-- Problem description --
Gather every line in the entries below that contains the word "window" and copy each such line in full. Match the case.

-- Entries from a pointing dataset --

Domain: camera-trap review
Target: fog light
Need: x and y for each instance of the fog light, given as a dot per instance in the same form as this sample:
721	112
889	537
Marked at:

---

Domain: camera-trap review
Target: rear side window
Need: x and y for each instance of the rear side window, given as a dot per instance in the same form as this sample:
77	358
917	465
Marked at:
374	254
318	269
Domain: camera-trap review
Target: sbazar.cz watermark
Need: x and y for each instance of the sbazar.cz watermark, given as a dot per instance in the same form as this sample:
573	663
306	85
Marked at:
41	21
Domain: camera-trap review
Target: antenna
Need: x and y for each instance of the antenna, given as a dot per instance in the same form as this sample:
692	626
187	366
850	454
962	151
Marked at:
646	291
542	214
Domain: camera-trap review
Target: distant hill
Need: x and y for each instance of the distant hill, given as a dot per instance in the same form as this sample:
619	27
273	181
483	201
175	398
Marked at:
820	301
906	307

-- Result for this task --
Target: rear side window
Need: x and y for each instance of the rear side window, given as a dot per instance in the same form as this sample:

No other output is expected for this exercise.